- _What this task involves_:
In the Teixeira post on Trump voters and the shutdown, by how many points did Trump carry Macomb County in 2016?

- _Selected excerpt_:
****
Political Strategy for a Permanent Democratic Majority

Teixeira: Some Trump Voters Bail on Him Due to the Shutdown

The following article by Ruy Teixeira, author of The Optimistic Leftist and other works of political analysis, is cross-posted from his blog:

That would perhaps be a better headline than the Post headline on the web which says: “Trump voters now blame him for the government shutdown“. That sounds like all of them and of course that’s not true. But the fact that outlets like the Post are starting to run stories not about how Trump voters are still rock solid for their man but rather about how some of them are getting fed up is a good thing.

The article while anecdotal is still worth reading, especially since it’s written from Macomb County in Michigan, a storied locus of white working class discontent with the Democrats going back decades. As the article notes, while Trump carried the county by 12 points in 2016, Democratic Senate and governor candidates carried the county in 2018. Perhaps something is going on there and, by extension, in other similar areas in the Midwest.

The article also correctly points out that Democrats would be unwise to simply count on fed up-ness with Trump to close the deal with wavering Trump voters, especially when it comes to the immigration issue.

“The 2020 Democratic presidential primary contest is expected to include a heavy dose of debate over how to balance attempts to win back white working-class voters — those who live here as well as in states like Wisconsin and Pennsylvania, which Trump also won — with the energy around ascendant women and minorities.

Those attempts will also draw into question whether Democrats can find a way to articulate an immigration plan in areas like this, where the issue resonates. Trump’s insistence on building a border wall has hardened Democrats, whose most prominent policy now is to stop the wall. They rarely tout their own views on border security, but that issue remains important to many voters in industrial states….
****
- _Data extracts_:
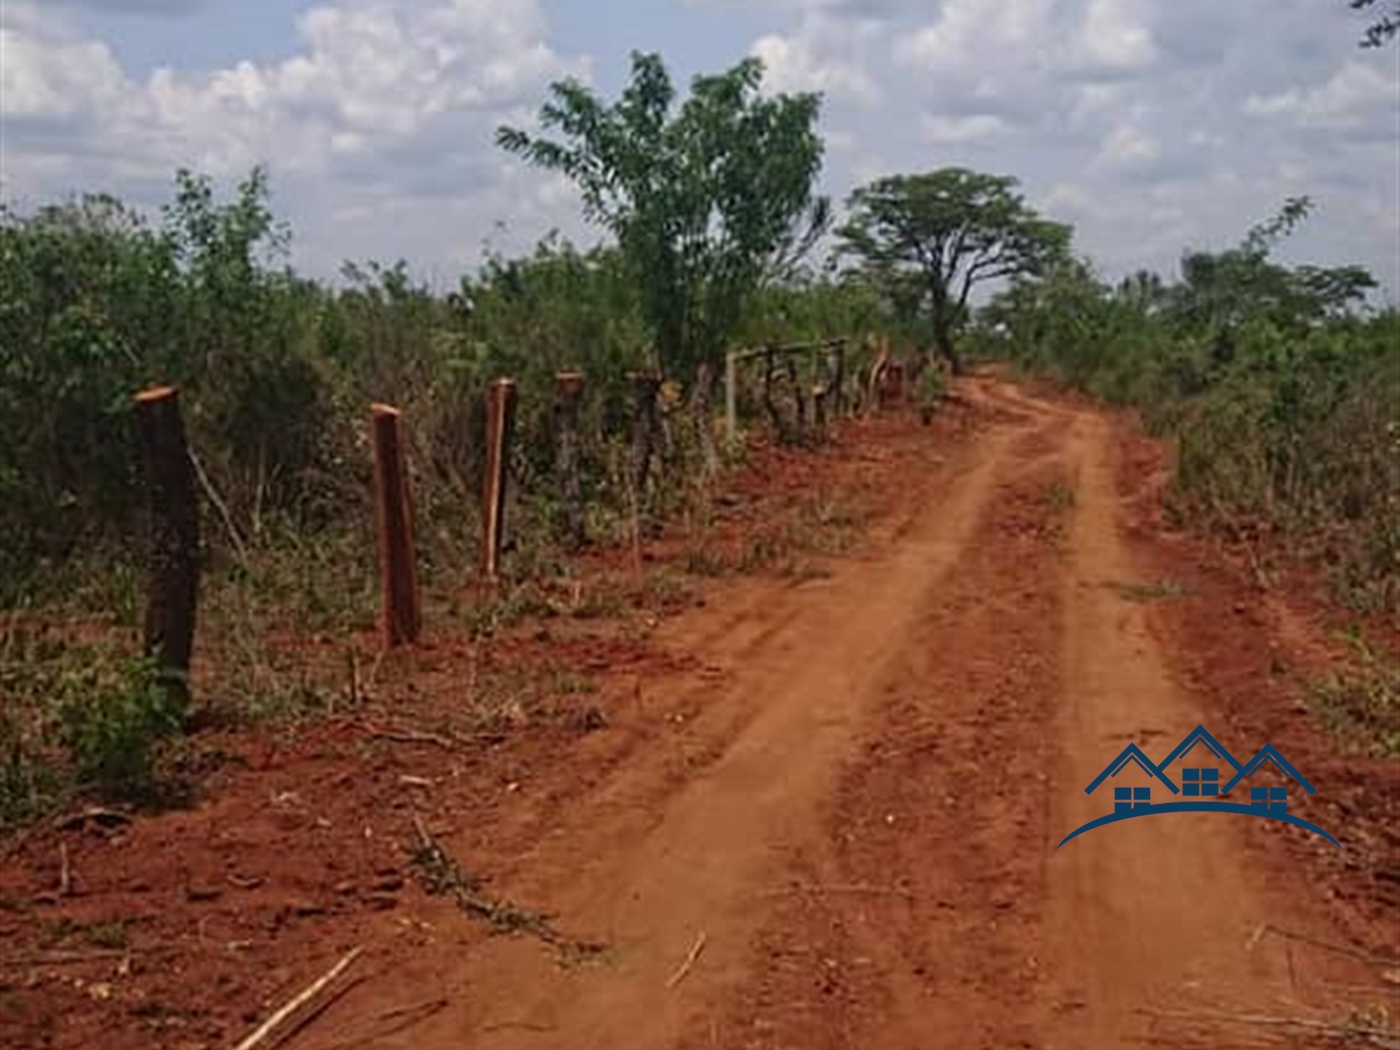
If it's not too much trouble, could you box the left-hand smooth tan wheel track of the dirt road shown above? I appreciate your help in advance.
[338,400,1052,1047]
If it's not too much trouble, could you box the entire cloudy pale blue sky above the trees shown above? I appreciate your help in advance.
[0,0,1400,300]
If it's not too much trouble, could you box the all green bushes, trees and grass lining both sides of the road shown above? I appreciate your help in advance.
[0,37,1400,827]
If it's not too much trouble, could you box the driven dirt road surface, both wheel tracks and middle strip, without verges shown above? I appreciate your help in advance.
[305,379,1383,1050]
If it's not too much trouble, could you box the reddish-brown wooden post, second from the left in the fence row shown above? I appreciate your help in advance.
[370,405,423,650]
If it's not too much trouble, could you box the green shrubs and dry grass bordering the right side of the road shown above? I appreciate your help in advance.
[977,200,1400,617]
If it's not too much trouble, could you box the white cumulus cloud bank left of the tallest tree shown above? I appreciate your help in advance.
[0,0,588,280]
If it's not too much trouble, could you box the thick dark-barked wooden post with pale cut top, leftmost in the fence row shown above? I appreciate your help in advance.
[136,386,200,701]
****
- _Solution for this task_:
12 points